** begin Reading text **

You are viewing a plain text version of this content. The canonical link for it is here.
Posted to issues@spark.apache.org by "Michel Lemay (JIRA)" <ji...@apache.org> on 2018/01/25 13:48:00 UTC

[jira] [Created] (SPARK-23216) Multiclass LogisticRegression could have methods like NCE, NEG, Hierarchical SoftMax, Blackout or IS

Michel Lemay created SPARK-23216:
------------------------------------

             Summary: Multiclass LogisticRegression could have methods like NCE, NEG, Hierarchical SoftMax, Blackout or IS
                 Key: SPARK-23216
                 URL: https://issues.apache.org/jira/browse/SPARK-23216
             Project: Spark
          Issue Type: Improvement
          Components: ML, MLlib
    Affects Versions: 2.2.1
            Reporter: Michel Lemay


When training a classifier with large number of classes, performance sink. This is expected when using regular (log)SoftMax methods to compute the loss since it needs to normalize current class score with the sum of all other classes score.

** end Reading text **
** begin Data excerpt **

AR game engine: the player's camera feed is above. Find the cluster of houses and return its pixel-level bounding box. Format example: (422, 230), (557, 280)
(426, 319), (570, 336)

** end Data excerpt **

◆ Set of tasks
(a) Which Spark version does the JIRA issue list as affected?
(b) Please reproduce the stretch of the JIRA issue from "When training a" through "other classes score.".
(c) Summarize the JIRA issue in two sentences.
The lines play no role in any of this.

◆ Answers per task
(a) 2.2.1

(b)
When training a classifier with large number of classes, performance sink. This is expected when using regular (log)SoftMax methods to compute the loss since it needs to normalize current class score with the sum of all other classes score.

(c) Michel Lemay created SPARK-23216, an improvement for the ML and MLlib components, proposing that multiclass LogisticRegression could have methods like NCE, NEG, Hierarchical SoftMax, Blackout or IS. Performance sinks when training a classifier with a large number of classes, which is expected with regular (log)SoftMax because it normalizes the current class score with the sum of all other classes' scores.